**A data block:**
————

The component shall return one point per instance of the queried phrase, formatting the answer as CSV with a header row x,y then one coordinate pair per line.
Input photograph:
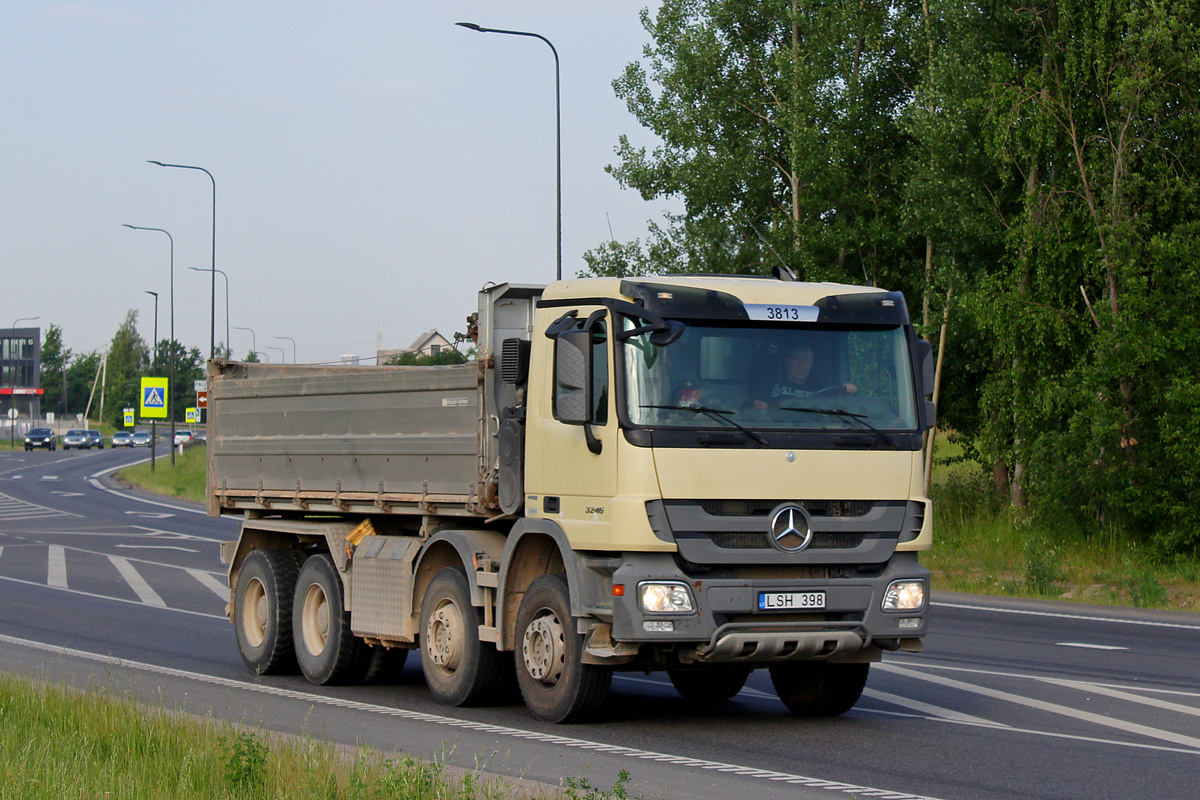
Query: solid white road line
x,y
57,566
1042,705
207,578
137,583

————

**Problem to work on:**
Arrange the records above as a two-column CSV with the header text,answer and one row per record. Put each record's text and its answer in a single quoted field each, replace line breaks with spaces, and leave out the pictures.

**Result of this task:**
text,answer
"The component shall return one point per instance of the queried phrase, formatting the answer as CSV with a header row x,y then one coordinate pair per line. Input photograph: Query: solid white road line","x,y 57,566 1042,705 207,578 137,583"